Set exercise: Give the listing again exactly, omitting its images.

Material provided:
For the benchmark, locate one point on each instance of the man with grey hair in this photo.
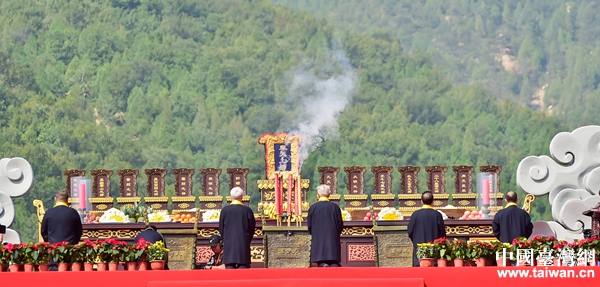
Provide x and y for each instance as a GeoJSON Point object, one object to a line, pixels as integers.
{"type": "Point", "coordinates": [236, 225]}
{"type": "Point", "coordinates": [325, 225]}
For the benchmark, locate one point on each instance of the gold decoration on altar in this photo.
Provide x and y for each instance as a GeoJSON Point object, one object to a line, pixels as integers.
{"type": "Point", "coordinates": [116, 234]}
{"type": "Point", "coordinates": [357, 231]}
{"type": "Point", "coordinates": [269, 141]}
{"type": "Point", "coordinates": [465, 230]}
{"type": "Point", "coordinates": [207, 232]}
{"type": "Point", "coordinates": [257, 254]}
{"type": "Point", "coordinates": [527, 202]}
{"type": "Point", "coordinates": [204, 198]}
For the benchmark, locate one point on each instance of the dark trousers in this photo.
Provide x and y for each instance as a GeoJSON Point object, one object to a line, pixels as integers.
{"type": "Point", "coordinates": [236, 266]}
{"type": "Point", "coordinates": [329, 263]}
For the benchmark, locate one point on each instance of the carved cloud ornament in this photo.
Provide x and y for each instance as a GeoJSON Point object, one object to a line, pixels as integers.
{"type": "Point", "coordinates": [571, 179]}
{"type": "Point", "coordinates": [16, 180]}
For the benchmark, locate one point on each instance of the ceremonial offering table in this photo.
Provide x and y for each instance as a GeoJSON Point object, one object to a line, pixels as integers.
{"type": "Point", "coordinates": [357, 236]}
{"type": "Point", "coordinates": [313, 277]}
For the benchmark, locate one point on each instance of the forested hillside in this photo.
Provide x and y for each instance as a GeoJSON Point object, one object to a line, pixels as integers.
{"type": "Point", "coordinates": [542, 53]}
{"type": "Point", "coordinates": [184, 83]}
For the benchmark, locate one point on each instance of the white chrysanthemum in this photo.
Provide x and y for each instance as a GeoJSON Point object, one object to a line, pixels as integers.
{"type": "Point", "coordinates": [443, 214]}
{"type": "Point", "coordinates": [161, 216]}
{"type": "Point", "coordinates": [346, 216]}
{"type": "Point", "coordinates": [211, 215]}
{"type": "Point", "coordinates": [114, 215]}
{"type": "Point", "coordinates": [389, 213]}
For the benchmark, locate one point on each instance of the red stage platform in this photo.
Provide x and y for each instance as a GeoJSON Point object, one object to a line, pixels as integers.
{"type": "Point", "coordinates": [315, 277]}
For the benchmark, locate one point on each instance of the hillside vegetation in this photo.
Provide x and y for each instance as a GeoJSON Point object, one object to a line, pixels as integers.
{"type": "Point", "coordinates": [184, 83]}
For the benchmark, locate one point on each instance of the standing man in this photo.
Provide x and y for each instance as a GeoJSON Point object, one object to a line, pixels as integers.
{"type": "Point", "coordinates": [61, 223]}
{"type": "Point", "coordinates": [425, 224]}
{"type": "Point", "coordinates": [236, 225]}
{"type": "Point", "coordinates": [511, 222]}
{"type": "Point", "coordinates": [325, 225]}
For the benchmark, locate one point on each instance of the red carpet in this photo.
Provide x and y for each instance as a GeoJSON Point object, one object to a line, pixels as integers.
{"type": "Point", "coordinates": [313, 277]}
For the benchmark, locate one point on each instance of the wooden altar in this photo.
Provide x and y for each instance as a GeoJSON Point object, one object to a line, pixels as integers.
{"type": "Point", "coordinates": [357, 237]}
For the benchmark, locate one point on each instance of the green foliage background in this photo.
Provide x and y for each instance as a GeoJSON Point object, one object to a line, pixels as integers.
{"type": "Point", "coordinates": [181, 83]}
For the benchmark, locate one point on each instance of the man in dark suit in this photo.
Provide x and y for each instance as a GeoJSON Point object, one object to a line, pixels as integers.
{"type": "Point", "coordinates": [425, 224]}
{"type": "Point", "coordinates": [325, 225]}
{"type": "Point", "coordinates": [61, 223]}
{"type": "Point", "coordinates": [236, 225]}
{"type": "Point", "coordinates": [511, 222]}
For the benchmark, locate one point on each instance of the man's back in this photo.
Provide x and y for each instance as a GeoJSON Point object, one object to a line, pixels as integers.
{"type": "Point", "coordinates": [325, 225]}
{"type": "Point", "coordinates": [61, 223]}
{"type": "Point", "coordinates": [426, 225]}
{"type": "Point", "coordinates": [510, 223]}
{"type": "Point", "coordinates": [236, 225]}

Finished answer:
For the benchmark, locate one point on each instance of the man with grey hair in this photo.
Provide x and y for each instance as a GeoJSON Point object, one object to a line, pixels as integers.
{"type": "Point", "coordinates": [236, 225]}
{"type": "Point", "coordinates": [325, 225]}
For the benchmark, locate one point on each instance of the gold decoration on altar in this photo.
Provide x and y for each instance as a GeoJSON Point object, one object to a line, pixels as integers.
{"type": "Point", "coordinates": [116, 234]}
{"type": "Point", "coordinates": [357, 231]}
{"type": "Point", "coordinates": [269, 141]}
{"type": "Point", "coordinates": [465, 230]}
{"type": "Point", "coordinates": [207, 232]}
{"type": "Point", "coordinates": [257, 254]}
{"type": "Point", "coordinates": [527, 202]}
{"type": "Point", "coordinates": [204, 198]}
For the benchmark, locate one point on each instance of the dark trousers in this photo.
Provide x and y for each instance as a GeoJSON Point object, one object to a line, pixels as integers.
{"type": "Point", "coordinates": [236, 266]}
{"type": "Point", "coordinates": [329, 263]}
For the benchmark, locate one point on each instance of the carved cloud ornament in this photo.
Provide x and y for each instance as a GeoJSON Point object, one object to a line, pixels as integers.
{"type": "Point", "coordinates": [571, 179]}
{"type": "Point", "coordinates": [16, 180]}
For the benchmark, locate one point on each instance of the ceremonial offering table in this photo.
Provide x and y for each instance as a GeoJSON Point object, one object to a line, pixels as integers.
{"type": "Point", "coordinates": [357, 236]}
{"type": "Point", "coordinates": [313, 277]}
For the benchmark, locate one point on each instance of the forested hillside in this photo.
Provide x and y for each instance as a GeoJSON Point object, one object to a line, pixels as integers.
{"type": "Point", "coordinates": [542, 53]}
{"type": "Point", "coordinates": [184, 83]}
For the benchmark, locate one point on each instance of the white chrysanthemum in this photo.
Provide x and y for each instance as a GeoJSON Point object, one object to a line, pixels as integers.
{"type": "Point", "coordinates": [443, 214]}
{"type": "Point", "coordinates": [161, 216]}
{"type": "Point", "coordinates": [346, 216]}
{"type": "Point", "coordinates": [211, 215]}
{"type": "Point", "coordinates": [114, 215]}
{"type": "Point", "coordinates": [389, 213]}
For the benchmark, locate one point on each instance of the red stage platform in this photo.
Provide x and y for each instance as a GeoJSON Point object, one object to a line, pixels as integers.
{"type": "Point", "coordinates": [315, 277]}
For the benchmark, locate one point on each instance of the hillside vegetation in this photo.
Provide x and y for each instance as a GeoJSON Point object, one object to a line, pixels as integers.
{"type": "Point", "coordinates": [184, 83]}
For the benchmark, locate one point on each instance of the standing man in this photo.
Provide x and y for each instance as a GeoJSON Point object, one object to a line, pixels as integers.
{"type": "Point", "coordinates": [61, 223]}
{"type": "Point", "coordinates": [425, 224]}
{"type": "Point", "coordinates": [236, 225]}
{"type": "Point", "coordinates": [511, 222]}
{"type": "Point", "coordinates": [325, 225]}
For the benchmark, locate one point on each instance of the red carpet in this photo.
Provide x and y for each instance as a GeoJSON Point object, one object to a line, pixels as integers.
{"type": "Point", "coordinates": [313, 277]}
For the benchmark, locate one point on each instance of the wooden altar in this photo.
Provide x and y for each instance as a GeoJSON Point object, one object to a line, pixels as integers.
{"type": "Point", "coordinates": [357, 237]}
For the benchmark, locate one point on each instance of the green foliage background in this photo.
Provide x and y for each instance as a GeoJSON Point object, one object to a line, pixels as integers.
{"type": "Point", "coordinates": [181, 83]}
For the benchmark, locate one point on each instance of the man in dark suit in this photo.
Provide x and y for each instance as a GeoJSON Point object, one object to a line, pixels as integers.
{"type": "Point", "coordinates": [425, 224]}
{"type": "Point", "coordinates": [325, 225]}
{"type": "Point", "coordinates": [61, 223]}
{"type": "Point", "coordinates": [236, 225]}
{"type": "Point", "coordinates": [511, 222]}
For the benchmark, locate one point on each instance of the man's back in this photo.
Provide x and y for each instance as a GeoJSON Point object, one object to a line, pixels as integers.
{"type": "Point", "coordinates": [325, 225]}
{"type": "Point", "coordinates": [61, 223]}
{"type": "Point", "coordinates": [426, 225]}
{"type": "Point", "coordinates": [510, 223]}
{"type": "Point", "coordinates": [236, 225]}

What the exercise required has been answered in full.